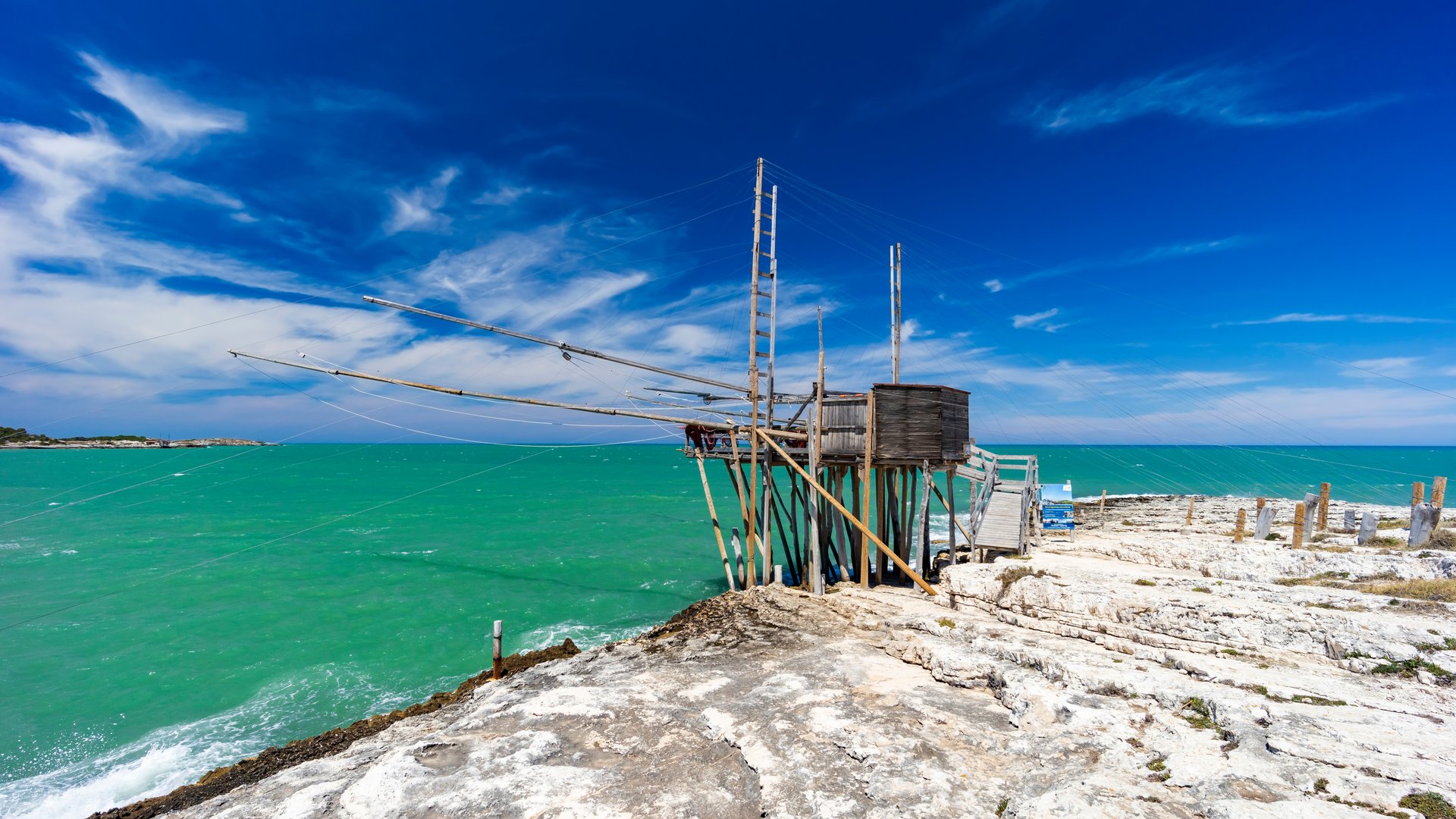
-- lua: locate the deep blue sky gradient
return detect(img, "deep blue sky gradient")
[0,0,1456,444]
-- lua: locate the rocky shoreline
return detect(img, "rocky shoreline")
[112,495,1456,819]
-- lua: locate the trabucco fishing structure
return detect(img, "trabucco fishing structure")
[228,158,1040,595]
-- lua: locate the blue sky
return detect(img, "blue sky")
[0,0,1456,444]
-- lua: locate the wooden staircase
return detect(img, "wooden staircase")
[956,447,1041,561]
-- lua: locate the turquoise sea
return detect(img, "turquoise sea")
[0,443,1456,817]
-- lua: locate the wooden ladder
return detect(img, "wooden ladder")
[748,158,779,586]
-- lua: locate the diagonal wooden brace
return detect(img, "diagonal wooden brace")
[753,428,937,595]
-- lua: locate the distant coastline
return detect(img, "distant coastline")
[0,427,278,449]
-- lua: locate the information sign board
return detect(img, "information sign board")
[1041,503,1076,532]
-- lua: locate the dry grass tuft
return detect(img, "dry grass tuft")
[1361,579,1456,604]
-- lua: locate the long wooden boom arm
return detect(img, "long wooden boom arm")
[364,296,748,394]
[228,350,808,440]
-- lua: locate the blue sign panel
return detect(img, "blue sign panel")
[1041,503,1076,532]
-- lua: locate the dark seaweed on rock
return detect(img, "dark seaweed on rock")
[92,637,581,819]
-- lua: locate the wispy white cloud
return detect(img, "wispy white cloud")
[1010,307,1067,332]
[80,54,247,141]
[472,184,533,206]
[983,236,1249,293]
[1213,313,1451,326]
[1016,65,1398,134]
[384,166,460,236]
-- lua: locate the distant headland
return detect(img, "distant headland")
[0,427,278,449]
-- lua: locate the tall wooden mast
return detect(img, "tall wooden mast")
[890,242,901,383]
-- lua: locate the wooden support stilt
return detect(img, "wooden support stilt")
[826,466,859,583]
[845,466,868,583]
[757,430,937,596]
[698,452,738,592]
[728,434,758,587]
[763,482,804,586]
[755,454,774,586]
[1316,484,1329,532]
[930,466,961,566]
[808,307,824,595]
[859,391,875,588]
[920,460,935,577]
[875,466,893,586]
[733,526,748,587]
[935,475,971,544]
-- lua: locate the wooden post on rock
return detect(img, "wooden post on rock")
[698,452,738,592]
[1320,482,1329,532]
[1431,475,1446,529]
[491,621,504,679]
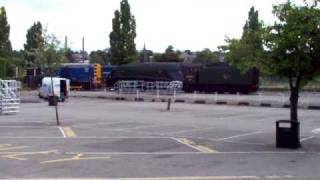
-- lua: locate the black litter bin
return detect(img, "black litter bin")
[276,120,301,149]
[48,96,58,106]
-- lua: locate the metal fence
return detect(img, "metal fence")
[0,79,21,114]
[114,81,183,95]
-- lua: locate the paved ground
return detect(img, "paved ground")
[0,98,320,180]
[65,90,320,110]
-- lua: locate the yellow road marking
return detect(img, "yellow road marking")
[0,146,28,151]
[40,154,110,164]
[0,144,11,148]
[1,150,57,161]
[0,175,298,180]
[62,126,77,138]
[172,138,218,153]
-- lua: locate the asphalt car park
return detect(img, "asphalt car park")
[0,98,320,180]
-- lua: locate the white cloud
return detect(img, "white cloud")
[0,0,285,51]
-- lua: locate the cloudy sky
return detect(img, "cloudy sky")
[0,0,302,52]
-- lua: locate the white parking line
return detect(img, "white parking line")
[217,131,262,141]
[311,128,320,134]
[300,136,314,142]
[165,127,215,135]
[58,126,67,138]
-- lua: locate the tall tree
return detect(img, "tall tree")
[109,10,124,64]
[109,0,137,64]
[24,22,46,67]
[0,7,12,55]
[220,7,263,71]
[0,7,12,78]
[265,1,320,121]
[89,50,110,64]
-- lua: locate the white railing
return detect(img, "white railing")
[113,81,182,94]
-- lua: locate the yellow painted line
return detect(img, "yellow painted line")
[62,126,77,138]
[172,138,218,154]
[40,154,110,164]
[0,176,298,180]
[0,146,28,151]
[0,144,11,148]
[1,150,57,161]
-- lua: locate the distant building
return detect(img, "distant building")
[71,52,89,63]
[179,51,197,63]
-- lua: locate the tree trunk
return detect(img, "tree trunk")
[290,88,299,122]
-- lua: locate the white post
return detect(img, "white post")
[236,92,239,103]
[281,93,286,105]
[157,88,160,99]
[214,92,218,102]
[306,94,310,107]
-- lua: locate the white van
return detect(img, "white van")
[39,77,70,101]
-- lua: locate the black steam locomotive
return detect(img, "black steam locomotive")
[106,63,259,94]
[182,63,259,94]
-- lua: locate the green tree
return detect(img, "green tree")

==

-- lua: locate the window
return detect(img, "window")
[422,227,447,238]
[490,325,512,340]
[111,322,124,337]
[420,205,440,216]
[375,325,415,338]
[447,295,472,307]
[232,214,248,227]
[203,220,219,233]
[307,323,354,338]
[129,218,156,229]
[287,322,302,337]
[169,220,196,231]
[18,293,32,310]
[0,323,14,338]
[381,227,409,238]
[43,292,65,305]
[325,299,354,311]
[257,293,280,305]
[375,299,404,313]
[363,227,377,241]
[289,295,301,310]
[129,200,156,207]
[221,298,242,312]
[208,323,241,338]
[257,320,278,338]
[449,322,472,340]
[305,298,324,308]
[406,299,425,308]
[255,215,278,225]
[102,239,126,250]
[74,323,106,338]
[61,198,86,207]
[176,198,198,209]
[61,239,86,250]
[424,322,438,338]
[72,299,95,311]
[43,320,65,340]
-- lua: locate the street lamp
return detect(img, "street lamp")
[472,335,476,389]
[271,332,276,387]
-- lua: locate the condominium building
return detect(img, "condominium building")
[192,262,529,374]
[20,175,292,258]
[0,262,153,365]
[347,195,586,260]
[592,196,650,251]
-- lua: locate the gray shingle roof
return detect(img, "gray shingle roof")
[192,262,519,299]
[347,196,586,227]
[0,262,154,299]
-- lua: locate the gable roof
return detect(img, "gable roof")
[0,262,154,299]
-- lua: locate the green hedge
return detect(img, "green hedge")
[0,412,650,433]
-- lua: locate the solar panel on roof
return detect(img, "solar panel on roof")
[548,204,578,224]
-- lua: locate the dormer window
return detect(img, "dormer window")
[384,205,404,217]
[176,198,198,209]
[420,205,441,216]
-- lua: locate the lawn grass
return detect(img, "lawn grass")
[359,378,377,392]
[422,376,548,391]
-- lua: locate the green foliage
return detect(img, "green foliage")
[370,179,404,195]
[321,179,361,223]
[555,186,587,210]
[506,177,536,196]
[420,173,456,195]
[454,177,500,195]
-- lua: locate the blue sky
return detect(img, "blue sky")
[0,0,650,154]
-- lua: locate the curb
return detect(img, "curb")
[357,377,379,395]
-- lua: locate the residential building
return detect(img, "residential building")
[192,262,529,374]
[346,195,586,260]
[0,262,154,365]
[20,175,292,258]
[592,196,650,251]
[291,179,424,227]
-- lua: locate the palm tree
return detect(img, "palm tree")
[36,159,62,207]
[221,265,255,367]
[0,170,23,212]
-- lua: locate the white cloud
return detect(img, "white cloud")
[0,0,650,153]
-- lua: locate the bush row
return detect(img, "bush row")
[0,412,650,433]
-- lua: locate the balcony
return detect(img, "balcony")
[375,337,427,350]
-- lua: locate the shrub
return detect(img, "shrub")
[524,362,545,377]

---

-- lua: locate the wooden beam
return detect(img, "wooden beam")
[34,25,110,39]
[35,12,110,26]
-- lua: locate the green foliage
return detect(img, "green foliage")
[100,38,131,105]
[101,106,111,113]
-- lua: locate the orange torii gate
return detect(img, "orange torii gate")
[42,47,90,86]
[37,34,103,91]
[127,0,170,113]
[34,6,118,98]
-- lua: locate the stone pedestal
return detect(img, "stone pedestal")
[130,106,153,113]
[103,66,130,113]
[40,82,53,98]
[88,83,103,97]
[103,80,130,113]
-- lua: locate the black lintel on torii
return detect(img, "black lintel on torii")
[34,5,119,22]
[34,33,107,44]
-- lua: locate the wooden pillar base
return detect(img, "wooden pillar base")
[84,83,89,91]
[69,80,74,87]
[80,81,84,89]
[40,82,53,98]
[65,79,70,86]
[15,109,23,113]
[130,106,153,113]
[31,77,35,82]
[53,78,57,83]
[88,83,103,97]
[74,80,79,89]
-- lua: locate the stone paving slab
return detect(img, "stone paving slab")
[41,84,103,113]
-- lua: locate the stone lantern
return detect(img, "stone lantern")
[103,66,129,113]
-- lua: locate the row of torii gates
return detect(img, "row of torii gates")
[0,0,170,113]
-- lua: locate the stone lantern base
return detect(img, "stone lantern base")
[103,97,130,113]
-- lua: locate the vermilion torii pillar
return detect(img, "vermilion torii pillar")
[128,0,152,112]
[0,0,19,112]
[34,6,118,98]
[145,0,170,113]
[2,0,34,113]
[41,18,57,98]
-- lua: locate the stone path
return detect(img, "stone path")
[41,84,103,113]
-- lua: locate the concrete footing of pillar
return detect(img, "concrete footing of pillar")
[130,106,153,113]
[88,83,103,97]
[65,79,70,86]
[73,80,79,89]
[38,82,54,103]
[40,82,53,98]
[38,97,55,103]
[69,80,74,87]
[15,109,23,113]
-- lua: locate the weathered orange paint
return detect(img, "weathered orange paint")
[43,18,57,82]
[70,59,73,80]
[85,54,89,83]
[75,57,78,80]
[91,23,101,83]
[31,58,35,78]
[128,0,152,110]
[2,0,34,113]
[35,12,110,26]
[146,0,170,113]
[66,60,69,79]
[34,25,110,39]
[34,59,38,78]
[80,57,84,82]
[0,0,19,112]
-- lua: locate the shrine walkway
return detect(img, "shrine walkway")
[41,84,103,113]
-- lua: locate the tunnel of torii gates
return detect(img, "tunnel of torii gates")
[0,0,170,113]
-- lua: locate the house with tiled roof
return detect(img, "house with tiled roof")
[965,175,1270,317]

● AIM
Scale the stretch from the line containing "-- lua: locate the house with tiled roof" through the line containing "[965,175,1270,317]", writing out only those lines, requests included, and multiply every bounding-box coordinate in the answers by 0.5, rounding to whole numbers with halves rounded up.

● ANSWER TO THE EXERCISE
-- lua: locate the house with tiled roof
return detect(img, "house with tiled roof")
[483,88,635,159]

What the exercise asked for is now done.